[Dataset records about object locations]
--

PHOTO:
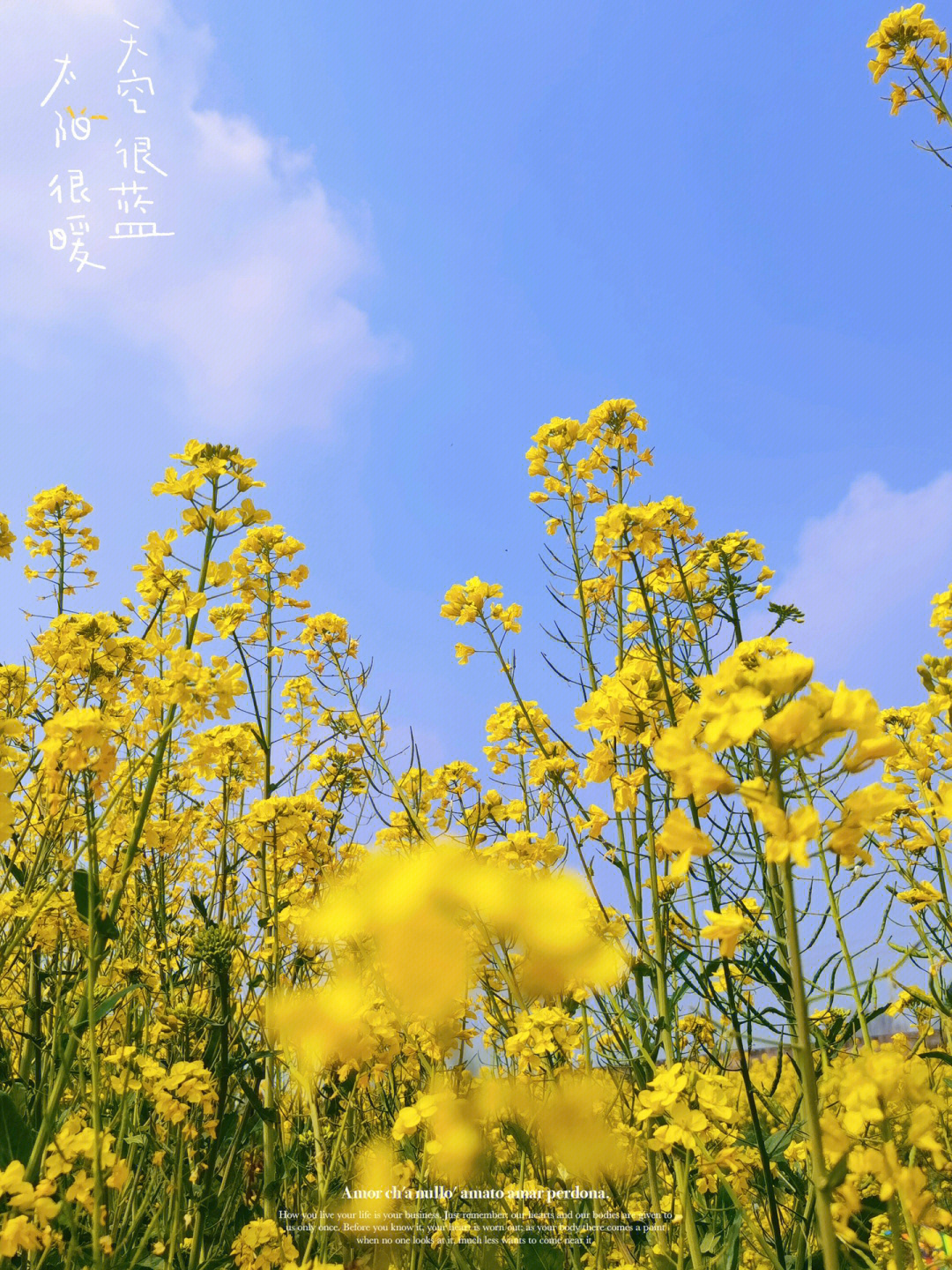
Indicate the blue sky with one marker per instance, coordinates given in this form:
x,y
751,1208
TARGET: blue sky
x,y
405,236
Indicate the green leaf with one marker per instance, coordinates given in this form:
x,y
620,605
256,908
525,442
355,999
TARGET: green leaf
x,y
16,1136
107,1007
14,869
81,894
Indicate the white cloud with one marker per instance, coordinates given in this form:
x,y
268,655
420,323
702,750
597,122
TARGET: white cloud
x,y
865,576
249,297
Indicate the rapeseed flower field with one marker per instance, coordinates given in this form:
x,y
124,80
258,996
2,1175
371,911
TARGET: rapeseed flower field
x,y
274,995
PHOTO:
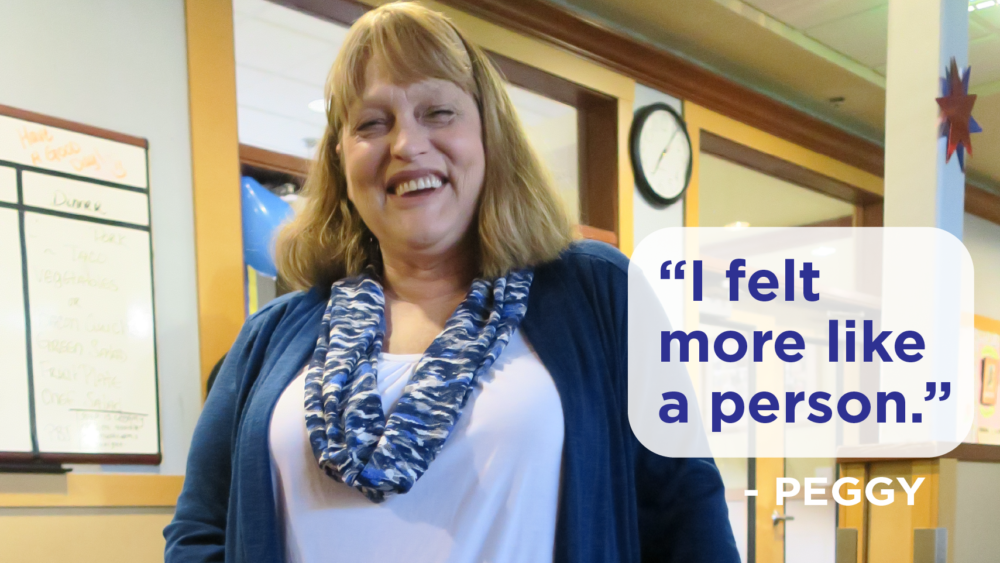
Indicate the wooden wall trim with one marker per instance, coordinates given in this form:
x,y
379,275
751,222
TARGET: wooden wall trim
x,y
983,322
215,168
676,76
783,169
89,489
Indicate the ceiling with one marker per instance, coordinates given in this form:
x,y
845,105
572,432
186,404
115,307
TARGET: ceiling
x,y
282,59
826,57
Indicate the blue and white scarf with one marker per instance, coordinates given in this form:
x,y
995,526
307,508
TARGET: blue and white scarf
x,y
351,437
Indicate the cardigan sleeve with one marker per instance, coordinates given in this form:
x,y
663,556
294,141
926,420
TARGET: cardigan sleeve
x,y
681,504
197,533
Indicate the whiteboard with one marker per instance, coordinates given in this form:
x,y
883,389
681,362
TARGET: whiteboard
x,y
14,410
77,324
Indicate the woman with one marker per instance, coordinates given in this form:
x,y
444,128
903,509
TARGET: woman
x,y
461,363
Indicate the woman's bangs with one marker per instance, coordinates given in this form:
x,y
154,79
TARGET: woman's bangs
x,y
409,50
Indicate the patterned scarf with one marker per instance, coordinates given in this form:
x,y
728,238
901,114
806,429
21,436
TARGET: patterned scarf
x,y
351,437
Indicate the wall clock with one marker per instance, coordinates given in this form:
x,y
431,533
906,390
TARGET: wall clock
x,y
661,154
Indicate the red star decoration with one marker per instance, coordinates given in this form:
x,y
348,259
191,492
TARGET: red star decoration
x,y
956,113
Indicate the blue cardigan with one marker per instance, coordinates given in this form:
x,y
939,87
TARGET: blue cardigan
x,y
618,501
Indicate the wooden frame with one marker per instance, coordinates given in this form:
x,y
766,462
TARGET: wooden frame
x,y
597,126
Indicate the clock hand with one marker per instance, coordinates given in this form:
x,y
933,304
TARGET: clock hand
x,y
665,149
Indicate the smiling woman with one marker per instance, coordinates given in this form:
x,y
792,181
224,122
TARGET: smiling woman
x,y
450,386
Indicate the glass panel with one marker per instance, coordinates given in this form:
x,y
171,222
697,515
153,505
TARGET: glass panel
x,y
551,127
732,195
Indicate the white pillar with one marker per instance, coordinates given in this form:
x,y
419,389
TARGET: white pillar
x,y
920,189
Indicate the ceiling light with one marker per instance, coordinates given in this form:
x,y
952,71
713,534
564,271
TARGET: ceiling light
x,y
318,106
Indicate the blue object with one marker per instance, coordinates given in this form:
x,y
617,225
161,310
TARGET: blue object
x,y
263,213
618,500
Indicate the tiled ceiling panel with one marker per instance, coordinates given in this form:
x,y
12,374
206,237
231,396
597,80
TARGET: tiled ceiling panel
x,y
862,36
806,14
983,58
282,59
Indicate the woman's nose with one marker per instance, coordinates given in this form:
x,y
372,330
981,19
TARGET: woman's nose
x,y
410,139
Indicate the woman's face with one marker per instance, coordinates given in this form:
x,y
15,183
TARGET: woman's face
x,y
414,161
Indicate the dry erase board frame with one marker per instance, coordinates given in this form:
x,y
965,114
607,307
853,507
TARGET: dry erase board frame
x,y
23,208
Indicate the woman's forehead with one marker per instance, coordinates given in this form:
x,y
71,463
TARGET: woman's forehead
x,y
381,84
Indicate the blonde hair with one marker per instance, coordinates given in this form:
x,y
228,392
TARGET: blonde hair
x,y
520,220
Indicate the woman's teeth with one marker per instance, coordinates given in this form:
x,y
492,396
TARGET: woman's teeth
x,y
418,184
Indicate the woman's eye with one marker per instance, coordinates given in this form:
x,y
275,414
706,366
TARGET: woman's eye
x,y
369,125
440,114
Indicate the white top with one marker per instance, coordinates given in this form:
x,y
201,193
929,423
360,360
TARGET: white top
x,y
490,495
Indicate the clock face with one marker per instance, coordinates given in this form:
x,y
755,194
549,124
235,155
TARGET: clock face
x,y
661,154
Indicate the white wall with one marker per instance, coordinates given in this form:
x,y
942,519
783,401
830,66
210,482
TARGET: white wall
x,y
122,65
982,238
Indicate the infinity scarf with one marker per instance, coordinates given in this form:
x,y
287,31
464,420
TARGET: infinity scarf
x,y
351,437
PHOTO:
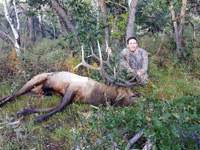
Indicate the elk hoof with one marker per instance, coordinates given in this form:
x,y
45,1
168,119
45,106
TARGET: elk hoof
x,y
22,111
39,118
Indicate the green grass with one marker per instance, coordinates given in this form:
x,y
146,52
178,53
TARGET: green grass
x,y
62,130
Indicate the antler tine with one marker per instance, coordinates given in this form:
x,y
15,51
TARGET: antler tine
x,y
95,56
83,62
124,82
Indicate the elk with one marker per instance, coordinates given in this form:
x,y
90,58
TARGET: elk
x,y
77,89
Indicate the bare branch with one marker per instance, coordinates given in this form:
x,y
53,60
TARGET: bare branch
x,y
103,72
133,140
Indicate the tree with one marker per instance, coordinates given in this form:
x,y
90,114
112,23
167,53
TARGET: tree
x,y
131,18
64,19
178,24
14,24
104,13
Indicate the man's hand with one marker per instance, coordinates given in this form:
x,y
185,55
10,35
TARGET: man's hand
x,y
109,51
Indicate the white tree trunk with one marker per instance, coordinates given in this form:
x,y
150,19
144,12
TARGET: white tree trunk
x,y
131,18
11,22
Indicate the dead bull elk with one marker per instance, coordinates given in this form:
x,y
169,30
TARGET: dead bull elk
x,y
75,88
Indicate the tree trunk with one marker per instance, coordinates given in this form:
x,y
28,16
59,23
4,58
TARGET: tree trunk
x,y
5,37
15,28
41,25
178,24
131,18
104,13
32,35
63,17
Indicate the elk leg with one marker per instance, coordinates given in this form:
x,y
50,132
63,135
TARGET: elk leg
x,y
6,99
69,95
29,110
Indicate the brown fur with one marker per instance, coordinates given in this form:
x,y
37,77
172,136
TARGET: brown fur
x,y
73,88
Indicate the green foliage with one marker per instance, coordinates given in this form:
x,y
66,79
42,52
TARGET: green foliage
x,y
89,30
45,55
169,124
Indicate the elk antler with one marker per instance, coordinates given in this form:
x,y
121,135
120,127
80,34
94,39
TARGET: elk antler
x,y
117,77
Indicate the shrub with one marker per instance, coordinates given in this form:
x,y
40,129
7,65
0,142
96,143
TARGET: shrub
x,y
169,124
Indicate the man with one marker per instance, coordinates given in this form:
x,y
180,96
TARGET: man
x,y
134,60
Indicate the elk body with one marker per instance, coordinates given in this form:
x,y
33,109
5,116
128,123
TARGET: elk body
x,y
74,88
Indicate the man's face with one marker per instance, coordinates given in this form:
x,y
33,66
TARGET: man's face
x,y
132,45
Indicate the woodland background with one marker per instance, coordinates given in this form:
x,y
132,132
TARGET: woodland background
x,y
46,35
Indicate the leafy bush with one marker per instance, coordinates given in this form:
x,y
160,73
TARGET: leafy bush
x,y
169,124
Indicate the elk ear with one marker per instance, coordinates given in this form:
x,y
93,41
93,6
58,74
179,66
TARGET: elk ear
x,y
120,96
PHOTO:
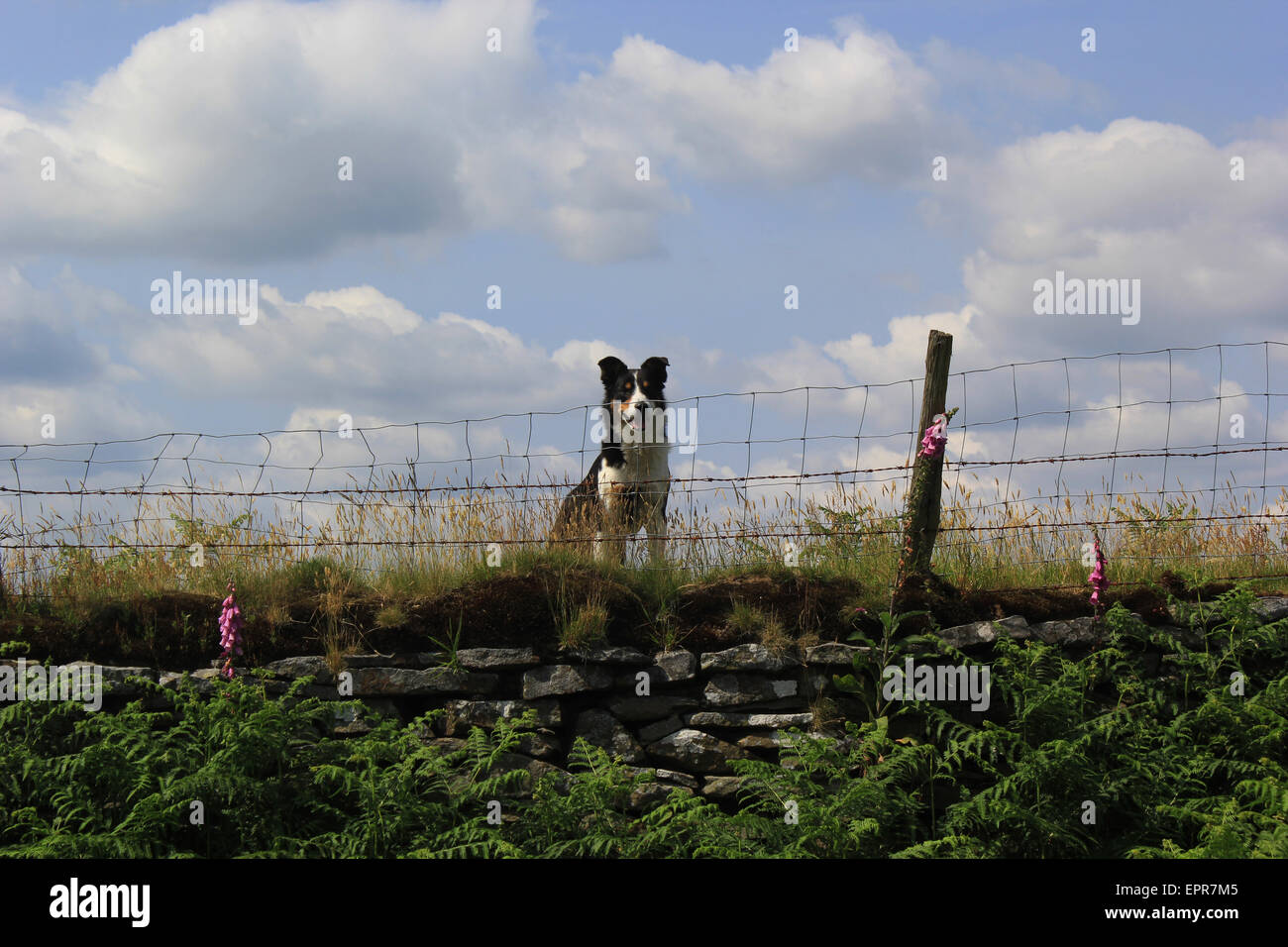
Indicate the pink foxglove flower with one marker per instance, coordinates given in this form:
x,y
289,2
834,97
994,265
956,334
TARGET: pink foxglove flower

--

- _SHORT EXERCISE_
Quote every record above exactly, omitting any pictures they contain.

- _FULL ANSWER_
PHOTO:
Indicate the blue sky with one marker per instance, coordinates given in this form:
x,y
751,1208
TARGET: blue sky
x,y
405,236
Indicate the green leaf with one marker per instance, coordinates given in this form:
x,y
620,605
256,908
525,442
355,999
TARGET: green leaf
x,y
16,1136
107,1007
14,869
81,894
Indicate the white cloud with one marker per instance, coordinates given in this form:
x,y
268,655
420,323
702,750
597,122
TARGET: white cloud
x,y
865,576
249,297
Indicate the rapeseed flower field with one marker per instance, coordinates given in this form:
x,y
124,80
258,996
2,1175
371,911
TARGET: rapeseed flower field
x,y
274,995
PHOTO:
Indicate the wooden wall trim with one marker per instance, coordinates given in this form:
x,y
379,275
751,222
TARGET: wooden wall trim
x,y
983,322
215,168
676,76
783,169
89,489
Indicate the ceiling with one marker per instance, coordinates given in this form:
x,y
845,105
572,432
186,404
115,307
TARGET: ceiling
x,y
282,59
826,57
Indicate the blue and white scarf with one marker per instance, coordinates given in this form:
x,y
995,526
307,508
TARGET: blue and white scarf
x,y
351,437
Indicate the cardigan sleeve with one marker per instance, coordinates given in this form:
x,y
663,556
294,141
926,420
TARGET: cardigan sleeve
x,y
681,504
197,533
Indicate the whiteboard with one marker per instance, coordinates given in this form:
x,y
883,389
681,362
TARGET: whiteboard
x,y
14,410
77,324
Indicate the woman with one marker per instance, coordinates given in this form:
x,y
444,128
903,509
TARGET: woman
x,y
461,363
Indicate the woman's bangs with one marker per instance, coordinates given in this form:
x,y
154,79
TARGET: woman's bangs
x,y
409,50
Indicate the patterned scarf with one marker per instance, coordinates given in this form:
x,y
728,238
901,114
806,429
21,436
TARGET: patterned scarf
x,y
351,437
Indicate the wall clock with one marker per instance, coordinates given in this form:
x,y
431,533
906,390
TARGET: wall clock
x,y
661,154
Indicate the red star decoration with one marker per instance, coordinates given in this form:
x,y
348,259
191,492
TARGET: red star decoration
x,y
956,113
Indicate the blue cardigan with one marker per instance, coordinates given in this form:
x,y
939,87
TARGET: blue cardigan
x,y
618,501
Indicate the wooden frame with one marker per instance, coordinates given in this form:
x,y
766,462
TARGET: wooden frame
x,y
597,126
Indicate the clock hand with one marker per instance, coordinates given in this form:
x,y
933,304
TARGET: clock hand
x,y
665,149
Indicate the smiling woman with one marker per instance, coordinates given in this form:
x,y
792,181
224,122
TARGET: smiling woman
x,y
450,386
Indicate the glass panel with one marker per instance, coordinates given in this form:
x,y
171,222
697,515
153,505
TARGET: glass panel
x,y
551,127
732,195
Indicate the white pillar with one marker per instance, coordinates given in this form:
x,y
419,389
TARGET: white pillar
x,y
920,189
Indicate the ceiling light with one marker per instance, coordinates given in this form:
x,y
952,71
713,534
564,271
TARGET: ceiling light
x,y
318,106
Indicate the blue object with one marker per instance, coordinates given in this form:
x,y
617,225
161,310
TARGET: blue object
x,y
263,213
618,500
Indicate the tiled ceiling panel with one marker per instance, coordinates given in this form:
x,y
12,374
206,237
231,396
597,80
TARGET: tiled ceiling panel
x,y
862,36
806,14
983,58
282,59
Indicate the woman's nose with one marker per instance, coordinates given in this form:
x,y
372,330
981,19
TARGET: woman's nose
x,y
410,139
Indicate the woman's face with one marker per instance, coordinates given in this form:
x,y
15,183
TARGET: woman's face
x,y
414,161
Indicate the dry erase board frame with one marker per instance, coordinates given in this form:
x,y
965,114
607,307
853,507
TARGET: dry erase board frame
x,y
23,208
Indicate the woman's forehead with one marker per instance, coordinates given in this form:
x,y
71,463
TARGET: woman's forehead
x,y
381,84
Indicate the blonde hair with one marker per instance, coordinates given in this form:
x,y
228,392
TARGET: blonde hair
x,y
520,220
Indicate the woman's teeth with one marker per instance, coordinates given in this form:
x,y
492,396
TARGET: woman's teeth
x,y
418,184
Indicate the woman's eye with one marker per instance, coordinates given in this form:
x,y
275,414
706,366
TARGET: woman's eye
x,y
369,125
440,114
Indicate the white top with one marker per instance, coordinates given in this form:
x,y
201,193
929,423
360,360
TARGET: white top
x,y
490,495
Indicate the clock face with one marker per instance, coordinates given in this form:
x,y
755,194
549,124
235,155
TARGET: clock face
x,y
661,154
Indicate the white wall with one marker per instance, coordinates given in this form:
x,y
942,519
783,401
830,66
210,482
TARGET: white wall
x,y
122,65
982,238
Indicate the infinity scarf with one marker per instance, coordinates given in this form:
x,y
287,31
464,420
TARGET: infinity scarf
x,y
351,437
PHOTO:
Indicate the elk hoof with one marker per instance, coordinates given in this form:
x,y
45,1
168,119
45,106
TARGET: elk hoof
x,y
22,111
39,118
Indicate the green grass with one marker per instance, coordinates given in this form:
x,y
146,52
178,53
TARGET: green grass
x,y
62,130
Indicate the antler tine with one marker per instance, coordinates given in this form:
x,y
15,51
TARGET: antler tine
x,y
95,56
83,62
124,82
Indicate the elk with one marker per instance, coordinates given in this form:
x,y
90,58
TARGET: elk
x,y
77,89
Indicate the bare branch with one marker per instance, coordinates given in this form:
x,y
53,60
TARGET: bare branch
x,y
103,72
133,140
Indicate the tree with one marker per instance, coordinates given in this form:
x,y
90,114
112,23
167,53
TARGET: tree
x,y
131,18
64,19
178,24
14,24
104,13
Indicate the man's hand with one marker per instance, coordinates given in this form:
x,y
185,55
10,35
TARGET: man's hand
x,y
109,51
Indicate the white tree trunk with one marker per instance, coordinates given in this form:
x,y
150,19
144,12
TARGET: white tree trunk
x,y
131,18
11,22
Indicate the dead bull elk with one marker per instance, coordinates given in this form:
x,y
169,30
TARGET: dead bull elk
x,y
75,88
Indicate the tree trunk with one marker per instance, coordinates given in this form:
x,y
28,16
59,23
4,58
TARGET: tree trunk
x,y
5,37
15,28
41,25
178,24
131,18
104,13
32,35
63,17
Indicate the elk leg with one marker per instance, coordinates given in this form:
x,y
50,132
63,135
TARGET: elk leg
x,y
6,99
69,95
29,110
Indicate the brown fur with one marker per instance, coordinates given in this form:
x,y
37,77
172,136
TARGET: brown fur
x,y
73,88
Indicate the green foliage with one marker per instance, coordinates given in this form:
x,y
66,79
42,52
TARGET: green foliage
x,y
89,30
45,55
169,124
Indicate the elk antler with one marker per instance, coordinates given in this form:
x,y
121,135
120,127
80,34
94,39
TARGET: elk antler
x,y
117,77
Indicate the shrub with one marker per instance, coordinates given in this form:
x,y
40,129
7,65
0,142
96,143
TARGET: shrub
x,y
169,124
Indicate the man with one marker per instance, coordinates given in this form:
x,y
180,96
TARGET: man
x,y
134,60
Indicate the elk body with one marker per instance, coordinates given in this form:
x,y
33,109
5,116
128,123
TARGET: elk body
x,y
74,88
Indicate the man's face with one marker per instance, coordinates given in this form:
x,y
33,66
TARGET: man's face
x,y
132,45
Indicate the woodland background with one marker per instance, coordinates given in this form:
x,y
132,132
TARGET: woodland background
x,y
46,35
Indicate the leafy bush with one marker per instance, coordinates given in this form:
x,y
160,73
TARGET: leafy bush
x,y
169,124
Indicate the elk ear with one marker per instance, coordinates given in this form:
x,y
93,41
93,6
58,74
179,66
TARGET: elk ear
x,y
120,96
PHOTO:
Indicate the pink foxglove flower with one marker per instance, coordinates given in this form:
x,y
289,2
834,97
994,265
956,334
TARGET: pink foxglove flower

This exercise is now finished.